- EXCERPTED TEXT -

▶

Congress Told Of Asbestos Bankruptcy Flaws
By Arthur Postal, Washington Bureau Chief
NU Online News Service, July 21, 4:20 p.m. EDT, Washington?Pre-packaged bankruptcy settlements designed to dispose of asbestos claims in most cases result in discriminatory treatment that benefits "select groups of claimants" whose lawyers are most familiar with the process, a scholar who has studied asbestos issues told a House panel Wednesday.[@@]
The testimony came from Lester Brickman, a professor at Yeshiva University's Benjamin Cardozo School of Law.
Mr. Brickman spoke on "Administration of Large Bankruptcy Reorganizations: Has Competition for Big Cases Corrupted the Bankruptcy System?" before the House Judiciary Committee's Subcommittee on Commercial and Administrative Law.
The questions raised by his testimony came as the Senate leadership continues to wrestle with legislation designed to set up an alternative claims handling process for workers who allege they were injured by exposure to asbestos in the workplace.
Regarding the negotiations, Mr. Brickman said, "No end is yet in sight."
He called class action litigation over asbestos claims "a weapon of mass business destruction [that] cuts deeper and deeper into the American industrial process and product distribution system."
Mr. Brickman predicted, "If the litigation continues along its current path, many more bankruptcies will ensue?scores if not hundreds of companies, big and small, will almost certainly succumb, as will a number of insurance companies."
Among his findings is that beginning in the mid-1980s and continuing to this day, "asbestos litigation has become increasingly driven by the entrepreneurial activity of plaintiff lawyers who sponsor mass recruitment efforts by enterprises created by individuals with no background in health administration, specifically and solely to generate claims."
Regarding so-called "pre-packs," Brickman said, "? because pre-pack negotiations take place in secret, select groups of claimants whose lawyers are part of or know about the negotiations are able to receive more favorable treatment than other similarly situated claimants."
He added, "Such discriminatory actions would be objectionable in any context, but are especially objectionable because some of the targets of the discrimination are persons who have suffered actual injury."
The discrimination is in the form of pre-petition settlements in trust that pay a small group of current claimants nearly full value for their claims, leaving "much smaller" amounts to be paid to the majority of claimants after the deal is closed, "with significantly more stringent qualifying requirements," Mr. Brickman said.

◀

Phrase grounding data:
▶

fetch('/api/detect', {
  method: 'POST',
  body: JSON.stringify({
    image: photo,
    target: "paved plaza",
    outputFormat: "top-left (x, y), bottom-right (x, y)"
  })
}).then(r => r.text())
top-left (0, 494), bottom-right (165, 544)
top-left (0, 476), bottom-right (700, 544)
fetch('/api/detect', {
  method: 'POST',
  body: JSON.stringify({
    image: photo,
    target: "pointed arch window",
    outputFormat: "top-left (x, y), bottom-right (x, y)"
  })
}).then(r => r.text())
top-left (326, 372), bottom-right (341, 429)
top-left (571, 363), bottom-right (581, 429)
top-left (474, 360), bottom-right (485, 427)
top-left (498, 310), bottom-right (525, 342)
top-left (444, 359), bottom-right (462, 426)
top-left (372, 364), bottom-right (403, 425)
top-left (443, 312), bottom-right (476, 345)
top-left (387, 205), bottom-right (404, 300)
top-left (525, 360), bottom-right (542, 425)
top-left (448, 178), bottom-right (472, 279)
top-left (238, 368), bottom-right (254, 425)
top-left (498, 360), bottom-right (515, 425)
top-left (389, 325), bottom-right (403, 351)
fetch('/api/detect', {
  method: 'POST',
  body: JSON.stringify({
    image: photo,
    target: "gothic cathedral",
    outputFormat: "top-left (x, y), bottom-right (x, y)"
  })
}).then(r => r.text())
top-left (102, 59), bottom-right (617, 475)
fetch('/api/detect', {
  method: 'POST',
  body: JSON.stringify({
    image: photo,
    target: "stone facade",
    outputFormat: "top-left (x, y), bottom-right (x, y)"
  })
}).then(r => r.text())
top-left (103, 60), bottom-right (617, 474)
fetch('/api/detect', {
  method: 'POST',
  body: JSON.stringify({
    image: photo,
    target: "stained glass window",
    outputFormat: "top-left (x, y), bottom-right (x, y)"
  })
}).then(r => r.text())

◀

- TASK -
According to the asbestos bankruptcy article, which subcommittee heard Lester Brickman's testimony?

- EXPECTED OUTPUT -
The House Judiciary Committee's Subcommittee on Commercial and Administrative Law.